### Data section
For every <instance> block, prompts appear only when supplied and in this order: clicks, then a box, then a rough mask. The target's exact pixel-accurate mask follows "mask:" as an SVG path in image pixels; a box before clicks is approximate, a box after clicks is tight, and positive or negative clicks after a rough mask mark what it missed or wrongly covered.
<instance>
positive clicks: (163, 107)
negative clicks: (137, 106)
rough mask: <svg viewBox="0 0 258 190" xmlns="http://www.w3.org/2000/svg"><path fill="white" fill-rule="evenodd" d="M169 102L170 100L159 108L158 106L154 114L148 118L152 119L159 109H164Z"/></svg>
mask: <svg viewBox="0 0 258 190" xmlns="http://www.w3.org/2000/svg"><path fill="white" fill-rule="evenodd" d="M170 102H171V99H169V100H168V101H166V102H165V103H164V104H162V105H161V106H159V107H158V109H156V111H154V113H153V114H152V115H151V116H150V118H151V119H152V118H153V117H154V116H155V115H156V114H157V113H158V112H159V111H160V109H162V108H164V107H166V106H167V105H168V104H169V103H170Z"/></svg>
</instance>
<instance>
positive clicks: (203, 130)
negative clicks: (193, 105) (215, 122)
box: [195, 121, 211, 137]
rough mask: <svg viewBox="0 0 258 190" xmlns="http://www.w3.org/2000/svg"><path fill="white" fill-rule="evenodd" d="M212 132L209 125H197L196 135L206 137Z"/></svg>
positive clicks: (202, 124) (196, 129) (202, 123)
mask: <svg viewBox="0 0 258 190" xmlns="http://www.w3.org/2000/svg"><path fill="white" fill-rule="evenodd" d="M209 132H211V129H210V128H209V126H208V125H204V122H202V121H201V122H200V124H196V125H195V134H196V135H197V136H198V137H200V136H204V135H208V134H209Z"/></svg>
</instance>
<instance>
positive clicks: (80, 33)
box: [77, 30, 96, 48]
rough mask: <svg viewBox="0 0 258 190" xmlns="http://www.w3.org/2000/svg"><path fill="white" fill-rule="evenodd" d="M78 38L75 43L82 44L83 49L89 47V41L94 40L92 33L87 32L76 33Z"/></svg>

### Work instructions
For each line above that carries the word "negative", copy it out.

### Output of the exercise
For every <instance> block, prompts appear only when supplied and in this order: clicks, then a box, then a rough mask. The target's exact pixel-accurate mask follows "mask:" as an SVG path in image pixels; a box before clicks is approximate, a box after clicks is tight, and positive or negative clicks after a rough mask mark what it missed or wrongly covered.
negative clicks: (137, 106)
negative clicks: (193, 105) (215, 122)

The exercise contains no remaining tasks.